#### 課題の内容:
1. ボリショイ・オペラの鑑賞記のうち、「今シーズンの来日オペラ」で始まる段落を、主な事実を残して箇条書きに書き改めてください。
2. 次の(a)〜(c)がボリショイ・オペラの鑑賞記の内容と合っているか、それぞれ「はい」か「いいえ」で答え、判断の根拠となる文書中の語句をそのまま引用してください。
(a) 公演はNHKホールで行われた。
(b) 指揮者はワレリー・フォーキンである。
(c) バルコニーを支える柱は4本である。
3. ボリショイ・オペラの鑑賞記を、最後の文の後から書き継いでください。

#### 文書:

-------------------------

ボリショイ・オペラ「スペードの女王」(3回公演の初日)
○2009年6月19日(金)18:30〜22:00
○NHKホール
○2階R3列20番(2階上手サイド3列目)
○ゲルマン=ウラディーミル・ガルージン、リーザ=エレーナ・ポポフスカヤ、伯爵夫人=エレナ・オブラスツォワ、エレツキー公爵=ワシリー・ラデューク、トムスキー伯爵=ボリス・スタツェンコ他
○ミハイル・プレトニョフ指揮ボリショイ劇場管
(14-12-8-8-6)、同合唱団
○ワレリー・フォーキン演出


伝統と革新の理想的な融合 

 今シーズンの来日オペラの有終の美を飾るのは14年ぶりの来日となるボリショイ・オペラ。プーシキンの小説に基づくチャイコフスキーの代表作2本をいずれも新しい演出で披露。ただ昨今の経済状況の影響もあるのか、入りは6割程度と少々寂しい。

 序奏が始まると幕が開く。舞台を横に貫くバルコニー、卍模様の手すりにひし形の骨とと丸い花模様を組み合わせた柵がその上だけでなく下にも付けられている。バルコニーを支える柱が6本。両端に1対、内側に2本1組でもう1対。黒いコートにナポレオン帽をかぶったゲルマンがバルコニーで1人さまよっている。
 第1幕第1場、バルコニーの下手から女性たちが登場。子どもの兵隊は上手から現れ、中央で隊列を整えた後元来た方向へ退場、しばらくするとバルコニーの下を上手から下手へ行進。ゲルマンは上手端で人目を避けているが、男たちが現れると彼らも避けるように中央へ。トムスキーたちとのやり取りの後彼らが去ると1人中央に残ったボリスを男女が取り囲んで晴天を喜ぶ合唱を歌うので、彼は両手で耳を押さえる。

-------------------------

#### 提供データ:
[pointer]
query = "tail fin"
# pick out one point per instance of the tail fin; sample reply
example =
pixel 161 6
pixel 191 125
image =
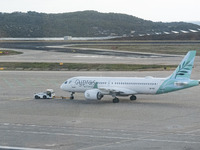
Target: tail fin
pixel 184 70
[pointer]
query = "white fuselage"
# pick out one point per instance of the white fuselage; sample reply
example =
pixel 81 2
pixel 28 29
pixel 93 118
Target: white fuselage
pixel 133 85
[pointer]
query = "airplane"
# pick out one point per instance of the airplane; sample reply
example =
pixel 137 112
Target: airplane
pixel 94 88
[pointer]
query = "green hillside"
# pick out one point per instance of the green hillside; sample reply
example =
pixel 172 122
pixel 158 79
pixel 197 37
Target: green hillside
pixel 82 24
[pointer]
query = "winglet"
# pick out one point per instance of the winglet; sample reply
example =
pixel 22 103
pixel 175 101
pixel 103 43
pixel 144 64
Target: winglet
pixel 184 70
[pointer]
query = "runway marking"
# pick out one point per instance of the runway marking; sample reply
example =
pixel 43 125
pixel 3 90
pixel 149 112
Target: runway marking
pixel 107 137
pixel 19 148
pixel 21 99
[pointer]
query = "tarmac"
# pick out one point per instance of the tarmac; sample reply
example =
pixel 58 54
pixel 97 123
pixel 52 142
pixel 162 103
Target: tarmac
pixel 169 121
pixel 164 122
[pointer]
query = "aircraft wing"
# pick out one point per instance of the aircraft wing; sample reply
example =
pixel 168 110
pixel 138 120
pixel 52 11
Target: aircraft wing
pixel 118 91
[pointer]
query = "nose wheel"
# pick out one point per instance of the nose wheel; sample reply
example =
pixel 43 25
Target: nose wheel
pixel 115 100
pixel 133 98
pixel 72 96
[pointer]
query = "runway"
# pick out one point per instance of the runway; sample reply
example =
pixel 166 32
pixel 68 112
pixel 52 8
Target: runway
pixel 169 121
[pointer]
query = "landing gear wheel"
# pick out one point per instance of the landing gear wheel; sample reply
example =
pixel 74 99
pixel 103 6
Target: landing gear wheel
pixel 115 100
pixel 37 97
pixel 72 96
pixel 133 98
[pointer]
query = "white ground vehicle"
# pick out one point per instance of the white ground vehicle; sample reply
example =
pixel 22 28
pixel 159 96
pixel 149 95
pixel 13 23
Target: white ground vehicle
pixel 45 95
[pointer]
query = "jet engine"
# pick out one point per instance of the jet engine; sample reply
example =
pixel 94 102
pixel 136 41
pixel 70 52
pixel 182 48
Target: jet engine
pixel 93 94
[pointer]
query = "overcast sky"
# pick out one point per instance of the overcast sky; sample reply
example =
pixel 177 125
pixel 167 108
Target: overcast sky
pixel 155 10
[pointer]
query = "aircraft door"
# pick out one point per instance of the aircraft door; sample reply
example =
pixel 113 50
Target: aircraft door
pixel 72 83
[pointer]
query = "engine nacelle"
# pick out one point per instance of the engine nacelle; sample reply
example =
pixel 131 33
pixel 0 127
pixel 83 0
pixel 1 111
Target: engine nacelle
pixel 93 94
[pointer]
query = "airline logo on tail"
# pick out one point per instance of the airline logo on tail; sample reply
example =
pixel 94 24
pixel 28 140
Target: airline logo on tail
pixel 180 79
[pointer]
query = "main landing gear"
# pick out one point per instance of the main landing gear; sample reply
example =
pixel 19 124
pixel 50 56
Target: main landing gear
pixel 115 100
pixel 133 98
pixel 72 95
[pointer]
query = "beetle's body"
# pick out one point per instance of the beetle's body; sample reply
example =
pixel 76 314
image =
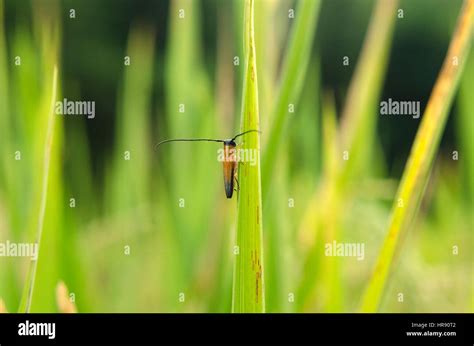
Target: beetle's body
pixel 230 167
pixel 230 160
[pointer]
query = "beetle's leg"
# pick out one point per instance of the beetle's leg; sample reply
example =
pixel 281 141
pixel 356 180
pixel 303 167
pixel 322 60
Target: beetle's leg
pixel 236 181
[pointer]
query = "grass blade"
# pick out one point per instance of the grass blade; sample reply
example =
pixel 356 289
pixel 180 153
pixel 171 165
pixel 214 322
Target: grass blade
pixel 291 84
pixel 248 290
pixel 421 157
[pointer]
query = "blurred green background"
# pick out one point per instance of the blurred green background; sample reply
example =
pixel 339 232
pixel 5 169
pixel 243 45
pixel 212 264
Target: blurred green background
pixel 129 245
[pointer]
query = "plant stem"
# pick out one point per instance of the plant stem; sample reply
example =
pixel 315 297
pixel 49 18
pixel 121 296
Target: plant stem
pixel 248 290
pixel 416 172
pixel 44 191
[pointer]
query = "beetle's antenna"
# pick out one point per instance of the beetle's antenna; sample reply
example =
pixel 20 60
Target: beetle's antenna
pixel 243 133
pixel 189 140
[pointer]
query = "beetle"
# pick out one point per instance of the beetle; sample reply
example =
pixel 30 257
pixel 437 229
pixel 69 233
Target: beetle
pixel 230 159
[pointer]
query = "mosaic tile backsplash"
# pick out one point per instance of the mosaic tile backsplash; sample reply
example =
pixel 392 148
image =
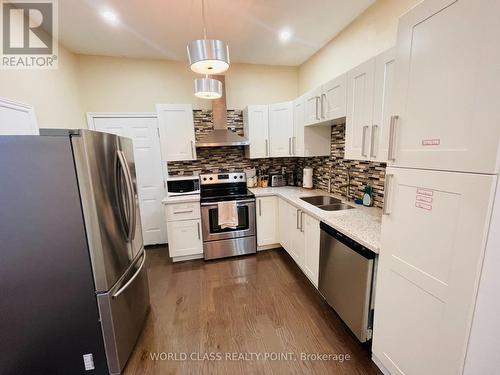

-------------------------

#### 解答:
1.
- 今シーズンの来日オペラの最後を飾るのは、14年ぶりに来日したボリショイ・オペラ。
- プーシキンの小説に基づくチャイコフスキーの代表作2本を、いずれも新しい演出で上演。
- 経済状況の影響もあってか、客の入りは6割程度で少々寂しい。

2.
(a) はい。「○NHKホール」
(b) いいえ。「ミハイル・プレトニョフ指揮ボリショイ劇場管」、「ワレリー・フォーキン演出」
(c) いいえ。「バルコニーを支える柱が6本」

3.
 上手からエレツキー、しばらくして下手から伯爵夫人やリーザが登場。バルコニー中央にエレツキー、トムスキー、伯爵夫人、リーザ、ゲルマンと並び、五重唱になると舞台は一点暗くなり、5人にだけ両端から白いスポットライトが当てられる。伯爵夫人たちが上手へ退場し、エレツキーが下手へ退場すると、ゲルマンは上手の2本柱の間から身を乗り出してエレツキーの方に向かい、嫉妬の歌を歌う。やがて雷雨となり、人々は散り散りになるが、ゲルマン1人は残る。
 同第2場、バルコニーの後ろに白壁が降りてくる。1階と2階に分かれ、各階3つずつ四角い窓がある。バルコニー下手にピアノが出され、リーザとポリーナが歌う様子を侍女たちが周りで聴いている。ポリーナがピアノを弾きながらロマンスを歌い出すとリーザは1人下手へ移動して沈んだ表情に。場が湿ってきたのに気付いたポリーナはリーザを中央まで連れ戻し、ロシア舞曲を歌い始め、リーザを誘うが最初は断られる。やがてリーザも侍女たちと一緒に踊り出すが、下手から現れた家庭教師に止められる。家庭教師のお説教を後ろで侍女たちは茶化し、こっそり下手へ逃げ出す。家庭教師も退場し、リーザがポリーナを送り出して一旦下手へ退がると入れ違いに上手からゲルマンが現れる。リーザが近付くと彼は下手の2本柱の間に隠れるが、彼女が正面に向かって独白する間にその背後に現れる。振り向いて彼がいるのに驚くリーザ。2人のやり取りは伯爵夫人に遮られる。ゲルマンは上手端の柱に隠れる。夫人は杖を付きながらバルコニーをひと通り点検した後下手へ退場。リーザは上手へゲルマンを探しに行き、後半のやり取りはそこで行われる。ついに彼女が彼に愛を告白すると、2人はくず折れるように膝をつくが、身体には触れない。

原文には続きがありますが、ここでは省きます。